*** Input rows ***

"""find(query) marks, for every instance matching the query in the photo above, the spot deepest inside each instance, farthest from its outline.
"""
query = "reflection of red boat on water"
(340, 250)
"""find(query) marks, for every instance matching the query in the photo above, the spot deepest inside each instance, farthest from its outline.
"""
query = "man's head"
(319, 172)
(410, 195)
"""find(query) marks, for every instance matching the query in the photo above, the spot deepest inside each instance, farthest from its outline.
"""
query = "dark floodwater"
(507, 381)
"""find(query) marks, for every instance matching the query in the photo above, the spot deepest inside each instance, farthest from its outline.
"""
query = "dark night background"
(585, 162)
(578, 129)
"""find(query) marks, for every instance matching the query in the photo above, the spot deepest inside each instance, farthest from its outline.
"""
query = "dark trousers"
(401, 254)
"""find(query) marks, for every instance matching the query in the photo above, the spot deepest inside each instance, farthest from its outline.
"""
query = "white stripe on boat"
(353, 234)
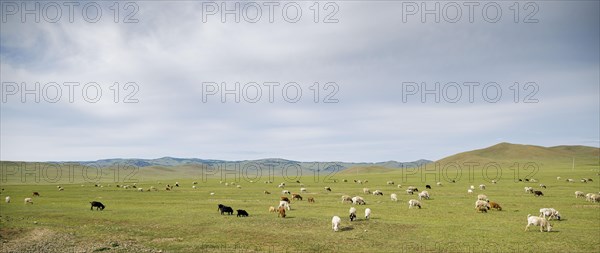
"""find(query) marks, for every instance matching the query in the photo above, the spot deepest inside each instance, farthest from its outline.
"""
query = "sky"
(351, 81)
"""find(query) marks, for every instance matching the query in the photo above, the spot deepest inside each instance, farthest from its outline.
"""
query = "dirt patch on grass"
(46, 240)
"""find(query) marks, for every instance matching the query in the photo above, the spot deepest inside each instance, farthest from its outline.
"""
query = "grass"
(186, 219)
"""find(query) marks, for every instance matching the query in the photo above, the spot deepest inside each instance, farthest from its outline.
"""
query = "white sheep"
(352, 213)
(414, 202)
(358, 200)
(538, 221)
(284, 204)
(483, 203)
(335, 223)
(549, 213)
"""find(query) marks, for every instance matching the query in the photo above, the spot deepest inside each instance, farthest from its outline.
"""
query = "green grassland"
(187, 220)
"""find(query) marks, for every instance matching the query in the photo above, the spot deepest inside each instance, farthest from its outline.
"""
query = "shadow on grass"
(347, 228)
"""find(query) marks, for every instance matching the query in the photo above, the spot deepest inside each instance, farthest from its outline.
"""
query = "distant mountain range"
(275, 163)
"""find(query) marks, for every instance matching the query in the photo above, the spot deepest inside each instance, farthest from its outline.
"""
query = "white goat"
(335, 223)
(538, 221)
(423, 195)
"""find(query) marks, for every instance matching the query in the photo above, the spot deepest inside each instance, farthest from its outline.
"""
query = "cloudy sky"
(345, 81)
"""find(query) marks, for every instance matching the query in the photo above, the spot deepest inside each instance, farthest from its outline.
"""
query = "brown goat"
(281, 212)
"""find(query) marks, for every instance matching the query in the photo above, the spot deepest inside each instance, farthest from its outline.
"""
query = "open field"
(187, 220)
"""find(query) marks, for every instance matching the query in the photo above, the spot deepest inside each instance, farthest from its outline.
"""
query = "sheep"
(538, 221)
(414, 202)
(549, 213)
(495, 205)
(242, 213)
(281, 212)
(335, 223)
(528, 189)
(412, 188)
(284, 204)
(97, 205)
(346, 198)
(482, 203)
(358, 201)
(225, 209)
(352, 212)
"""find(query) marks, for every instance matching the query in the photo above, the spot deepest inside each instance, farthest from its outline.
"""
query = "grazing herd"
(482, 204)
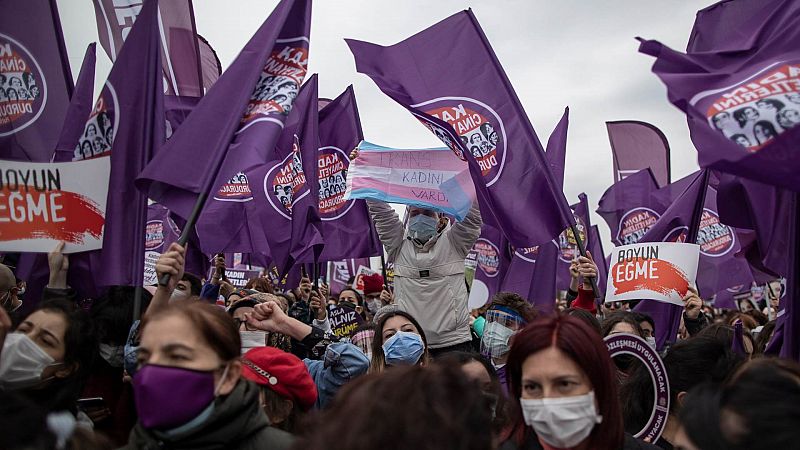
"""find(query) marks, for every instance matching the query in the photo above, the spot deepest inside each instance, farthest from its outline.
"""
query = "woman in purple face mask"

***

■ What to work on
Each entry must be retyped word for word, with every image omitted.

■ Exercise output
"""find(query) marks, for every instance matching the query in the photo above, the spot deepest inside each instance, farthest from its outline.
"""
query = "reflection of red boat on water"
(340, 250)
"""find(query) marks, for every instance matching the query in the photo above, the spot deepest inside each instance, farthest from its outline.
"""
query = "man's head"
(319, 172)
(410, 195)
"""find(query) marks, for every instance matching the query in the photo above, the spot deepest inside each instance, farthest from its outline.
"""
query = "dark floodwater"
(507, 381)
"""find(query) marks, for every instance matching the query in the photo above, the spot deepest inside each instance, farthest from its outline.
"""
query = "dark night background"
(585, 162)
(578, 129)
"""find(query) marks, for every instance matching the query in the photo above, the spot deepest inside each instance, farthest from its outline.
"""
query = "dark trousers"
(401, 254)
"""find(query) marks, for every instance matching the query in the photo above, the spot deepest inside each instance, farthest from its outline.
"""
query = "white stripe on boat"
(353, 234)
"""find(query) marks, for every instance matching the query in the photo above, the spot deepest inside each instance, farthest from its outline.
"""
query = "sky"
(351, 81)
"""find(query) marks, for every instance matching the query in the photo above, the spot deepest inside each instance, farthest from its outline.
"""
query = "dirt patch on grass"
(46, 240)
"""find(query) marks, for every instance matching the query in the photo above, the spot deepest inside each instance, farthest from its outline.
"""
query = "grass"
(186, 219)
"""find(query) marks, for every instance matching the query in the photo above, the spot deepest inside each instance, farthest from its outline.
"""
query = "white sheep"
(352, 213)
(414, 202)
(358, 200)
(538, 221)
(284, 204)
(483, 203)
(335, 223)
(549, 213)
"""find(query) marks, for every instance matching the query in the photo above, the spot deepest inside each instance, farthest from its outline.
"""
query = "green grassland"
(187, 220)
"""find(query) marks, for every instance matching the query in the photo above, the spot deepest inside each instance, farthest from its outline.
"""
query = "shadow on grass"
(347, 228)
"""find(query) marks, for every instance matching the query in the photo above, the spot deepest inside each instance, farthest from its outline.
"""
query = "distant mountain range"
(275, 163)
"""find(query) marks, for every instance matching the query in the photo above, the spot deepest inside each instance, farthest from its outline.
"""
query = "white goat"
(335, 223)
(538, 221)
(423, 195)
"""find(query) marks, for every instance matching the query in the photo above, the spot deepest inside each instance, farthest from its outline.
"""
query = "cloudy sky"
(345, 81)
"""find(query) marks, for every instance matching the query in the photo above, the spot deepest inside each instance, farthest from its outline.
"""
query = "brown goat"
(281, 212)
"""find(query) marks, for every instance matching the query in the photo above, the spot deepest inside each instance, farthest from its outline.
"""
query = "open field"
(187, 220)
"""find(query) marks, for every instance matching the query in the photo above, the spot deepest inside each instance, farthest from its outline.
"""
query = "sheep"
(538, 221)
(414, 202)
(549, 213)
(495, 205)
(242, 213)
(281, 212)
(335, 223)
(528, 189)
(412, 188)
(284, 204)
(97, 205)
(346, 198)
(482, 203)
(358, 201)
(225, 209)
(352, 212)
"""find(query) marks, for every instance matching the query in the photo above, the spot deepest inside each instance, farthest from its outline.
"""
query = "grazing herd"
(482, 204)
"""find(query) marks, for every instance matching the query in the photo above, the spot deepest inside each instance, farthest from its outline.
"""
query = "woman in purple face mask"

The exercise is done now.